What is needed: Convert all of the entries into a two-column CSV with the columns "request" and "response," one row per request. Put each request's full text and its response in their own quoted fields, replacing line breaks with spaces.

[Data entries]
>> BEGIN
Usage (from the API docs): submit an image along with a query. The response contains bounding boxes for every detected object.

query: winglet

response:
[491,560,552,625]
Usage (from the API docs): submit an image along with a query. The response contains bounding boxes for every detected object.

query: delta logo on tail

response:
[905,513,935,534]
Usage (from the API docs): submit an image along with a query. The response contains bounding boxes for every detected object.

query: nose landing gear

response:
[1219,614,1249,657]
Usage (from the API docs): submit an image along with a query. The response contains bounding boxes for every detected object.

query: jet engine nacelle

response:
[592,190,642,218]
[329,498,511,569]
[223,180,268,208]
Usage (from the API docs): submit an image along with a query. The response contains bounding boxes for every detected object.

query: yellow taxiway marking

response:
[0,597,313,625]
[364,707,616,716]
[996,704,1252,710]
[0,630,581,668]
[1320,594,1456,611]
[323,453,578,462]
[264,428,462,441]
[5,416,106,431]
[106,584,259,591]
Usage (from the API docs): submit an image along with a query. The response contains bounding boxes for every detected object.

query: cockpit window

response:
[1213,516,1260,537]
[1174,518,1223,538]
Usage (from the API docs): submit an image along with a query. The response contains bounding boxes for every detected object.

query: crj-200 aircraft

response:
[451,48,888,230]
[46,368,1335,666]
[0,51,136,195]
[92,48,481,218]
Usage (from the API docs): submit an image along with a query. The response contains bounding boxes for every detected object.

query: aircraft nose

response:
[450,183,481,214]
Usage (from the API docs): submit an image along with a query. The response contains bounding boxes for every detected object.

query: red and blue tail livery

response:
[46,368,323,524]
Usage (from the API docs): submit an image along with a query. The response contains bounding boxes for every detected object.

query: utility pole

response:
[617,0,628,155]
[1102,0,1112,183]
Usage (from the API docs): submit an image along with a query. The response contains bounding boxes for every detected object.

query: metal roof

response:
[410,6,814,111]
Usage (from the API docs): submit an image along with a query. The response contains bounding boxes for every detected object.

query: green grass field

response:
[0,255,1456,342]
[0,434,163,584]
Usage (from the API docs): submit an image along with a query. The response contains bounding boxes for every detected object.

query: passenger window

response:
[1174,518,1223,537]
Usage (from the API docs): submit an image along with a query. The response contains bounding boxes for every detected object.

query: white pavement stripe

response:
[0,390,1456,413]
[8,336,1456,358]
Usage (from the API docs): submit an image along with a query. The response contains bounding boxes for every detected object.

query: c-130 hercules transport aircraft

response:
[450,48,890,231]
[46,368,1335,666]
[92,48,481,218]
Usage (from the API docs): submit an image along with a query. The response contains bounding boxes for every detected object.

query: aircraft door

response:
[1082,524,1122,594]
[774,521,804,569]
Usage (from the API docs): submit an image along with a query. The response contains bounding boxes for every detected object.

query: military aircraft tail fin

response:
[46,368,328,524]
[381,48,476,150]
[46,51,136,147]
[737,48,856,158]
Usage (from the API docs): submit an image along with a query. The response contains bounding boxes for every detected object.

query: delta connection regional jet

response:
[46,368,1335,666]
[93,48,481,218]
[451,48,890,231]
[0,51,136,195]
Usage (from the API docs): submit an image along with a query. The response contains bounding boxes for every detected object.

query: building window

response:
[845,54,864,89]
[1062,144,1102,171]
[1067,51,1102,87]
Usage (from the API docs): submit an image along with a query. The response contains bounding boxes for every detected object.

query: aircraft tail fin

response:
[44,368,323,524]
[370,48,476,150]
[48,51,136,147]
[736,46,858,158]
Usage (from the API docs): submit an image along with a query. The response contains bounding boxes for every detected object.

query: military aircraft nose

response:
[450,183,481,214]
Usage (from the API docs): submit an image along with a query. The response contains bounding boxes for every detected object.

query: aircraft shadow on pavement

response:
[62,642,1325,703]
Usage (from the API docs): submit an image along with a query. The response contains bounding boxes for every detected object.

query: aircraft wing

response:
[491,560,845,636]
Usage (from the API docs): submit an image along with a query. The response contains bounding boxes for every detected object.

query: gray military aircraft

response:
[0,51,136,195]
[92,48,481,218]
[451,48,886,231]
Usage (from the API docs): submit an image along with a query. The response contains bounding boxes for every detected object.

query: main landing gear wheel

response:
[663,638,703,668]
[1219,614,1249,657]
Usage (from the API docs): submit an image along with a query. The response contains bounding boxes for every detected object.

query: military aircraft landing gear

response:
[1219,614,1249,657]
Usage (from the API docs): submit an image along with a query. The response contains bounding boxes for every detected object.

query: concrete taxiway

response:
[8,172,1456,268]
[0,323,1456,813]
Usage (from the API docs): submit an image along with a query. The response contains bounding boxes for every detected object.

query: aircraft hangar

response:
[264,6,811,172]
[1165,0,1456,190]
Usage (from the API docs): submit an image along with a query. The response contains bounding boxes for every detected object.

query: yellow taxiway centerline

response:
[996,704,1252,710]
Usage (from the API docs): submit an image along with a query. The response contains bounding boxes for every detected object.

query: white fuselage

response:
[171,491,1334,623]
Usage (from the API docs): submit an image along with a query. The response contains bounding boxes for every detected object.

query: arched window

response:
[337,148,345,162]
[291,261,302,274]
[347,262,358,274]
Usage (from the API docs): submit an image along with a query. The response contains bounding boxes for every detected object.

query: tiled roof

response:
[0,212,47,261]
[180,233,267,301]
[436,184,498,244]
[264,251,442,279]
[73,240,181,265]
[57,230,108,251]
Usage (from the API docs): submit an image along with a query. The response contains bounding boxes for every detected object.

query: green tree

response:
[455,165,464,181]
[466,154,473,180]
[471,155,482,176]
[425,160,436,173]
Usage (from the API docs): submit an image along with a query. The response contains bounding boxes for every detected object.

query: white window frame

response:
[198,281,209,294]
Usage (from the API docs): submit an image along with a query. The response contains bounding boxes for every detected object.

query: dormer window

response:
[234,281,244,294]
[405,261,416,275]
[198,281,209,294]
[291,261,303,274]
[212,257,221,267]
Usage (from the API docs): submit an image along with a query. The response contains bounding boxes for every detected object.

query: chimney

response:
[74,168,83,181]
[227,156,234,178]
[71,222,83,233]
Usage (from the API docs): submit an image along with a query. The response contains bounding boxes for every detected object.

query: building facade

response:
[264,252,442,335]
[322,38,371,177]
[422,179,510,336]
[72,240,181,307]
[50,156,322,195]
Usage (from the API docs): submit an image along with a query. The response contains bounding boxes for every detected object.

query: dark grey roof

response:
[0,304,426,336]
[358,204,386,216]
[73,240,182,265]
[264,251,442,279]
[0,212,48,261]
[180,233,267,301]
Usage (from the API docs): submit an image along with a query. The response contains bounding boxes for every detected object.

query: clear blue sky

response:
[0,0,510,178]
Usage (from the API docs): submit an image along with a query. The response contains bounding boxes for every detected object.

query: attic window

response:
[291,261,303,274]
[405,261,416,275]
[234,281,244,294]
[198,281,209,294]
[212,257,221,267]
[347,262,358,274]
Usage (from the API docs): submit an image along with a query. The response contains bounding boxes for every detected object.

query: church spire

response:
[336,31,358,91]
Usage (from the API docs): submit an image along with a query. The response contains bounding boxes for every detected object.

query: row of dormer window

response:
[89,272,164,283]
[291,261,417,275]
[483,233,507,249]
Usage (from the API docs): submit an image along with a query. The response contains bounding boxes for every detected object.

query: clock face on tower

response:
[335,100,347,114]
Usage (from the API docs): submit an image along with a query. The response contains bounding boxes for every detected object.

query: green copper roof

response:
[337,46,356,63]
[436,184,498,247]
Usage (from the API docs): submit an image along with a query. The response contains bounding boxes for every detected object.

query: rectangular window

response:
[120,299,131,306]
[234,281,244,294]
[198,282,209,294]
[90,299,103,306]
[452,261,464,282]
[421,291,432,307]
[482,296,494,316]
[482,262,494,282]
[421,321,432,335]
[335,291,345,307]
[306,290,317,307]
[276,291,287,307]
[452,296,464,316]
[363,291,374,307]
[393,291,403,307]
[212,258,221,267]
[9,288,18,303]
>> END
Written response:
request,response
"Usage (from the API docs): submit an image along with a query. The response contains bounding boxes for every detected object. query: winglet response:","[491,560,552,625]"
"Usage (from the API docs): submit an image along with a query. The response contains bounding boxes for every detected object. query: delta logo on tail response:","[905,513,935,534]"
"Usage (from the API docs): submit an image along with a query. The response contains bounding boxes for every detected object. query: nose landing gear response:","[1219,614,1249,657]"
"Usage (from the API docs): submit an image along with a query. The response contains bounding boxes for every detected object. query: jet engine nacelle response:","[592,190,642,218] [329,498,511,569] [223,180,268,208]"
"Usage (from the API docs): submit an image along with a query. The response contains bounding boxes for every detected object. query: yellow taxiway marking response:","[0,597,313,625] [364,707,616,716] [996,704,1252,710] [0,630,581,668] [1320,594,1456,611] [323,453,578,462] [264,428,462,441] [5,416,106,431] [106,584,259,591]"
"Usage (from the API docs): submit an image along with a query. The response contains bounding boxes for every detected object. query: cockpit window response:","[1213,516,1260,537] [1174,518,1223,538]"
"Usage (from the API docs): submit an image along with a query. The response contains bounding boxes for every detected object. query: crj-200 aircraft response:","[451,48,888,230] [46,368,1335,666] [0,51,136,195] [92,48,481,218]"
"Usage (from the API docs): submit an image along with a query. The response contains bounding boxes for every detected object. query: aircraft nose response:","[450,183,481,214]"
"Usage (from the API docs): submit an image along with a query. The response contains bounding boxes for every detected object. query: red and blue tail livery response:","[46,368,323,524]"
"Usage (from the API docs): submit an image along with a query. The response contains bounding boxes for every detected object. query: utility pole response:","[617,0,628,155] [1102,0,1112,183]"
"Usage (from the API docs): submit an image along with a query. The response contains bounding boxes for every detected object. query: metal roof response:","[410,6,814,111]"
"Usage (from the API docs): submit an image along with a query. The response contains bounding boxes for every detected object. query: green grass field response:","[0,255,1456,342] [0,434,163,584]"
"Usage (from the API docs): submit an image along with a query. The response contains bounding boxes for every detected object. query: passenger window response:","[1174,518,1223,537]"
"Usage (from the API docs): submit an image along with a query. The response contains bounding boxes for every detected object. query: white pavement stripe response:","[0,390,1456,413] [8,336,1456,358]"
"Usage (from the API docs): submit an image along with a query. The response contains bounding boxes for every detected object. query: c-130 hercules transport aircraft response:","[450,48,890,231] [46,368,1335,666] [92,48,481,218]"
"Usage (from the API docs): submit an image along with a query. The response contains bounding boxes for every detected object. query: aircraft door response:","[1082,524,1122,594] [774,521,804,569]"
"Usage (from the API docs): submit an image along with a query. The response contains bounding boxes for every detected object. query: military aircraft tail fin response:","[46,368,328,524] [381,48,476,150] [46,51,136,147] [737,48,856,158]"
"Usage (from the API docs): submit an image along with a query. The response contains bounding boxes for every detected object. query: delta connection regional jet response:","[46,368,1335,666] [93,48,481,218] [451,48,890,231] [0,51,136,195]"
"Usage (from the API docs): submit an image along with a query. The response contains bounding boxes for every detected object. query: building window response:","[845,54,864,89] [1062,144,1102,171] [1067,51,1102,87]"
"Usage (from the API docs): submit an image along with a query. The response contains bounding boxes for every detected object. query: aircraft tail fin response:","[44,368,323,524] [370,48,476,150] [48,51,136,147] [736,46,858,158]"
"Usage (from the API docs): submit an image along with a query. The response contains bounding boxes for every detected object. query: military aircraft nose response:","[450,183,481,214]"
"Usage (from the API docs): submit an image along with a query. The response contains bounding boxes for every detected object. query: aircraft shadow on pavement response:","[62,642,1325,703]"
"Usage (from the API docs): submit an image along with a query. The response contains bounding boxes for every detected object. query: aircraft wing response:","[491,560,845,636]"
"Usage (from the API docs): submit an image along with a query. The response contains bounding boxes for every detected object. query: gray military aircraft response:","[0,51,136,195] [92,48,481,218] [451,48,886,231]"
"Usage (from the API docs): submit an image along with a query. The response contains bounding boxes for every detected object. query: main landing gear wheel response:","[663,638,703,668] [1219,614,1249,657]"
"Usage (from the API docs): submit an image along with a query. The response contains bounding boxes for every detected object. query: military aircraft landing gear response:","[1219,614,1249,657]"
"Usage (from the API docs): submit an image along with a query. The response contains bounding boxes for every detected object. query: concrete taxiway response:","[8,172,1456,268] [0,323,1456,813]"
"Usage (from the API docs): submit an image along with a query. The response contains bounding boxes for every detected object. query: aircraft hangar response:","[264,6,811,172] [1165,0,1456,190]"
"Usage (from the API docs): submit an image along with a query. The response contains bounding boxes for every detected object. query: yellow taxiway centerline response:","[996,704,1252,710]"
"Usage (from the API docs): submit an image along with a query. The response contains bounding boxes for every detected object. query: white fuselage response:","[171,491,1334,623]"
"Usage (from the API docs): submit an image along with a query. The response contains bounding boxes for every detected object. query: arched window response:","[337,148,345,162] [291,261,302,274] [347,262,358,274]"
"Usage (from the API docs): submit an image along with a query. The response contains bounding boxes for every detected object. query: tiled roof response:","[0,212,47,261] [180,233,267,301] [436,184,498,244] [264,251,442,279] [73,240,181,265] [57,230,108,251]"
"Usage (from the API docs): submit an image along with a query. The response contains bounding boxes for every detected object. query: green tree response:","[455,165,464,181] [466,154,473,180] [471,155,482,176] [425,160,436,173]"
"Usage (from the API docs): submit an image along with a query. The response contains bounding boxes for every detected object. query: white window frame response:","[198,281,209,294]"
"Usage (from the API docs): submit an image along with a query. The response contains bounding boxes for every detected object. query: dormer window response:","[234,281,244,294] [405,261,416,275] [198,281,209,294] [291,261,303,274] [212,257,221,267]"
"Usage (from the API docs): submit an image along with a query. The response contains bounding boxes for every detected object. query: chimney response:","[74,168,83,181] [227,156,234,178] [71,222,83,233]"
"Usage (from the API docs): submit an image along with a query. The response contains bounding boxes for every detected object. query: building facade response:","[264,252,442,335] [322,38,371,177] [422,179,510,336] [72,240,181,307] [50,156,322,195]"
"Usage (from the API docs): submit an image along with a query. The response contains bounding boxes for every detected object. query: dark grey roof response:","[0,304,426,336] [358,204,386,216] [73,240,182,265] [264,251,442,279] [0,212,48,261] [180,233,267,301]"
"Usage (from the API docs): submit an image along with a query. The response contains bounding boxes for every detected object. query: clear blue sky response:","[0,0,510,178]"
"Usage (from the API docs): submit an image along with a query. The response contains bounding boxes for every detected object. query: attic window response:","[291,261,303,274] [405,261,416,275] [234,281,244,294] [198,281,209,294] [212,257,221,267] [347,262,358,274]"
"Usage (from the API docs): submit an image along with a query. The response contains bounding boxes for every detected object. query: church spire response:","[336,31,358,91]"
"Usage (from the API docs): submit an image along with a query. The response contains bounding boxes for every detected object. query: row of dormer window response:","[89,272,164,283] [291,261,417,275] [483,233,507,249]"
"Usage (from the API docs): submit an image along with a query. The response contains bounding boxes for every detected object. query: clock face on tower response:","[335,100,347,114]"
"Usage (from the API docs): submit an image along with a query. The response contains bounding boxes for every detected object. query: green copper roof response:","[337,46,356,63] [436,184,498,247]"
"Usage (from the API docs): submit an image along with a query. The response contains bounding boxes for every detected object. query: rectangular window response:","[120,299,131,306] [234,281,244,294] [198,282,209,294] [90,299,103,306] [452,261,464,282] [421,291,432,307] [482,296,494,316] [482,262,494,282] [421,321,432,335] [335,291,345,307] [306,290,317,307] [276,291,287,307] [452,296,464,316] [363,291,374,307] [393,291,403,307] [212,258,221,267] [9,288,18,303]"